_Text to read_
[Begin]
A method for manufacturing a display panel including a substrate and a light emitting functional layer on the substrate comprises the following steps: forming a conductive wire on the substrate; forming a semiconductor layer on the conductive wire; forming a conductive channel in the semiconductor layer, the conductive channel connects to the conductive wire; and forming a first electrode layer on the semiconductor layer and the light emitting functional layer, wherein the first electrode layer connects with the conductive channel. The present disclosure can reduce a length of a wiring trace between the electrode layer and the conductive wire, and avoid a touch blind region on the display panel caused by the excessively large wiring trace region.
[End]
_Task goal_
Can you return the display panel manufacturing text above in full, word for word?

_Supplied information_
[Begin]
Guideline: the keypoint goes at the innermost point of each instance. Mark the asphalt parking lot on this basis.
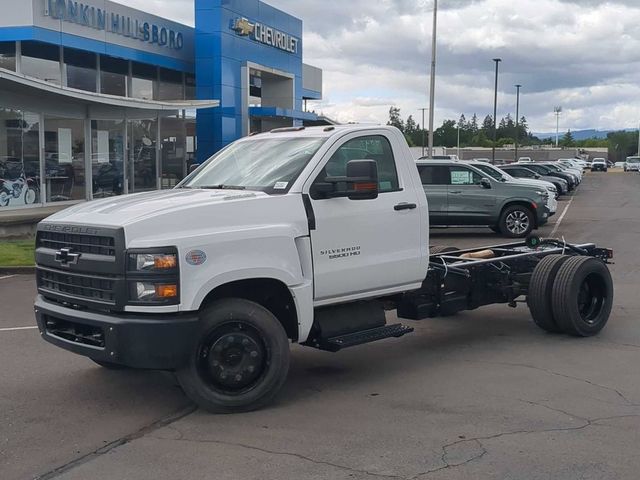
(484, 394)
[End]
_Exercise solution_
A method for manufacturing a display panel including a substrate and a light emitting functional layer on the substrate comprises the following steps: forming a conductive wire on the substrate; forming a semiconductor layer on the conductive wire; forming a conductive channel in the semiconductor layer, the conductive channel connects to the conductive wire; and forming a first electrode layer on the semiconductor layer and the light emitting functional layer, wherein the first electrode layer connects with the conductive channel. The present disclosure can reduce a length of a wiring trace between the electrode layer and the conductive wire, and avoid a touch blind region on the display panel caused by the excessively large wiring trace region.